** Start SOURCE TEXT **

STER (version 3.0) Solicitor's title and exchange requirements | Practical Law

STER (version 3.0) Solicitor's title and exchange requirements | Practical Law

Use of this document is free, subject to the Conditions in GN/CPSE (version 3.3).

STER (version 3.0) Solicitor's title and exchange requirements

Practical Law UK Standard Document 0-501-8877 (Approx. 10 pages)

STER (version 3.0) Solicitor's title and exchange requirements

Law stated as at 02 Jun 2010England, UK, Wales
Use of this document is free, subject to the Conditions in GN/CPSE (version 3.3).
This document is part of the Commercial Property Standard Enquiries (CPSE) suite of documents, prepared by members of the London Property Support Lawyers Group and endorsed by the British Property Federation.
For more information about the CPSE see GN/CPSE (version 3.3).
This document is available in three formats:
  • The web format incorporates guidance notes, which can be viewed or printed with, or separately from, the requirements (see Actions pane in the top right hand corner of the screen).
  • The Word format can be accessed from the Word link in the Actions pane in the top right hand corner of the screen. The Word format allows a user to insert replies to the requirements.
  • The PDF format can be accessed from the link below.
If you have any comments, please e-mail [email protected].
For details of changes made between this document and its previous version, see Legal update, June 2010: new versions of the CPSE documents released.
For the PDF version of this document click here.
For the Word version of this document click here.
2.5.2017 - We are in the process of amending this document to reflect the Standard Commercial Property Conditions (Third Edition).

** End SOURCE TEXT **

EXERCISE TASKS:
a. Answer these from the STER page:
(i) Which group's members prepared the CPSE suite of documents?
(ii) Which format lets a user insert replies to the requirements?
(iii) As at what date is the law stated?
b. Reproduce the part of the STER page between "For the PDF" and "Conditions (Third Edition).", inclusive.
The data that follow have no connection to the STER page.

** Start RECORDS SHOWN **

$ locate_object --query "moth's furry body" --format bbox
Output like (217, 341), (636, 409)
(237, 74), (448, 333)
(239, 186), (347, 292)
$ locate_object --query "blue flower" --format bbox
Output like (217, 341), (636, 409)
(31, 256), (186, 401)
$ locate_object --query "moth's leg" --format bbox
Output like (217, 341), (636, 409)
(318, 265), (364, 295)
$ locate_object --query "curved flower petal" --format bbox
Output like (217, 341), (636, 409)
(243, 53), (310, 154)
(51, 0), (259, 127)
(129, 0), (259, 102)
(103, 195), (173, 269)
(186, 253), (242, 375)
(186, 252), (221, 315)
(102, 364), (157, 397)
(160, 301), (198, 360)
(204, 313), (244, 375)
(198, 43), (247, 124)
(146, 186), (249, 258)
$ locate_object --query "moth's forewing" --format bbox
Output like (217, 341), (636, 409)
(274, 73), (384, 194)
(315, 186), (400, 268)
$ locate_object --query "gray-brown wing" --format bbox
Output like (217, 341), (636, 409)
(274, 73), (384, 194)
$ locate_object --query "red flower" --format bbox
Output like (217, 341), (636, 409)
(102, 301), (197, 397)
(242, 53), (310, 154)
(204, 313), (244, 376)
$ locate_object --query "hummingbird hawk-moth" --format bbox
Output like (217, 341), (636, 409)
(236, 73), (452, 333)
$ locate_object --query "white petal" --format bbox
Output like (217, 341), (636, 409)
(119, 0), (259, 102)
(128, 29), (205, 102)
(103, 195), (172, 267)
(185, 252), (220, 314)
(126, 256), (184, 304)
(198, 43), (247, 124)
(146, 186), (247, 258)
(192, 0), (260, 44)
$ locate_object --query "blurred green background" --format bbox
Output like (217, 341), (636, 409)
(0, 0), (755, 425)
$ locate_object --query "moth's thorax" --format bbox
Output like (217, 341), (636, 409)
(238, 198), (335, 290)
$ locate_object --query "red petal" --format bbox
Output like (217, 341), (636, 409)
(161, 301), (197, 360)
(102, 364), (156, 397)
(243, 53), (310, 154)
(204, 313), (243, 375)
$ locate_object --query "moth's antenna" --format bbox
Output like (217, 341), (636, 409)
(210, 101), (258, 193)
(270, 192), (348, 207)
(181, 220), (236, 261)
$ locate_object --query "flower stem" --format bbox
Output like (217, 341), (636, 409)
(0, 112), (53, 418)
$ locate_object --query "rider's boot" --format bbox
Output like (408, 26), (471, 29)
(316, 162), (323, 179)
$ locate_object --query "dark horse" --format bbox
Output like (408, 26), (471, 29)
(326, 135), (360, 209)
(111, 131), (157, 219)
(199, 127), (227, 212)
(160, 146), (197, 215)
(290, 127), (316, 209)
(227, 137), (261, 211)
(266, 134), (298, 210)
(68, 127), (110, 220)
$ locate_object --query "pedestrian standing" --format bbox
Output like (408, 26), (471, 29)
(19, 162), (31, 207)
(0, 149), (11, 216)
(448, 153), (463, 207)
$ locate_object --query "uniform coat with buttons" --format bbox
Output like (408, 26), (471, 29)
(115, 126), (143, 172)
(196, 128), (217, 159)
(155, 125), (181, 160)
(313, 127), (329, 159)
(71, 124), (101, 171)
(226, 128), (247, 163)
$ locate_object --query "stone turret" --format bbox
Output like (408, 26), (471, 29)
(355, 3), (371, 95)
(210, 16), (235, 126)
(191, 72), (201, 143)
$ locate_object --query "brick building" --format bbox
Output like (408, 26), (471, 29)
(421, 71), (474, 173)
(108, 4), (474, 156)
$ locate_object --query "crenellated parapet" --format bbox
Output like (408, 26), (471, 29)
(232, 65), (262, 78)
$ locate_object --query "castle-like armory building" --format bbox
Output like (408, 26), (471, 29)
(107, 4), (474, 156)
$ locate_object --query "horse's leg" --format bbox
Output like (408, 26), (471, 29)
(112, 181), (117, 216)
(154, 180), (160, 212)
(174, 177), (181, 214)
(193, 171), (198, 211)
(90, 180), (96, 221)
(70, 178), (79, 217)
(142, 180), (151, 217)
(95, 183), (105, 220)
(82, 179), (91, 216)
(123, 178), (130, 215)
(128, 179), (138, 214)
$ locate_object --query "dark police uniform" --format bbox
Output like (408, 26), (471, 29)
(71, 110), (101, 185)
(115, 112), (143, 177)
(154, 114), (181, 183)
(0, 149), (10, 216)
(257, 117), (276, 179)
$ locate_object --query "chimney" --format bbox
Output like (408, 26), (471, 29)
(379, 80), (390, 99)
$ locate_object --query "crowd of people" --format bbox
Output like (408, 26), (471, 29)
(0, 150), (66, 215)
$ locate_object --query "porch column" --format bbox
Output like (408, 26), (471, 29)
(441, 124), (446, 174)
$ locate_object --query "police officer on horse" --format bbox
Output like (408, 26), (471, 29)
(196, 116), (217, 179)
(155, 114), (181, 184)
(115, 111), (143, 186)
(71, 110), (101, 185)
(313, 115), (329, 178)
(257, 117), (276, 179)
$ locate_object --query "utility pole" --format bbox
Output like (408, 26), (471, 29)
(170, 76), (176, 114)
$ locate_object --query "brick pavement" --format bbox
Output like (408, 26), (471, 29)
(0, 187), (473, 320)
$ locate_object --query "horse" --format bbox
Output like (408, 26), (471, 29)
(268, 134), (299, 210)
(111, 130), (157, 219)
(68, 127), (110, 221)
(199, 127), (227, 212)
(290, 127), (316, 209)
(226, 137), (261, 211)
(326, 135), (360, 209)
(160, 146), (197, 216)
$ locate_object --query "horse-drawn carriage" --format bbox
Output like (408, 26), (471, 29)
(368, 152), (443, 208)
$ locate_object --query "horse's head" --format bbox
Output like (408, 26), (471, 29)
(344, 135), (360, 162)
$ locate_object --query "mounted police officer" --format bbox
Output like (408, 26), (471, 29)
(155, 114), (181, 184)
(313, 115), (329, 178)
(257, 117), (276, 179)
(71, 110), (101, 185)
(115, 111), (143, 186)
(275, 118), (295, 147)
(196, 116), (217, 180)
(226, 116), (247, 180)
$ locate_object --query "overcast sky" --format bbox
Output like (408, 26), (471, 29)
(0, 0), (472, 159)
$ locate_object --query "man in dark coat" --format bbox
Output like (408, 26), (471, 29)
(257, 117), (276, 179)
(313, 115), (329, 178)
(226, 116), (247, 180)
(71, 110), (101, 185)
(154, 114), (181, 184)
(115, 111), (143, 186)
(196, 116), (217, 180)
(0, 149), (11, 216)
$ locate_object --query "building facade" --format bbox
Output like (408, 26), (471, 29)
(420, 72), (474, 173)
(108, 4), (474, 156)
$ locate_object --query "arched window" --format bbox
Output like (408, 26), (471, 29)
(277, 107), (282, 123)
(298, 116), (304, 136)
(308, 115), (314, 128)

** End RECORDS SHOWN **

FULL SOLUTIONS:
a.
(i) The London Property Support Lawyers Group
(ii) The Word format
(iii) 02 Jun 2010

b.
For the PDF version of this document click here.
For the Word version of this document click here.
2.5.2017 - We are in the process of amending this document to reflect the Standard Commercial Property Conditions (Third Edition).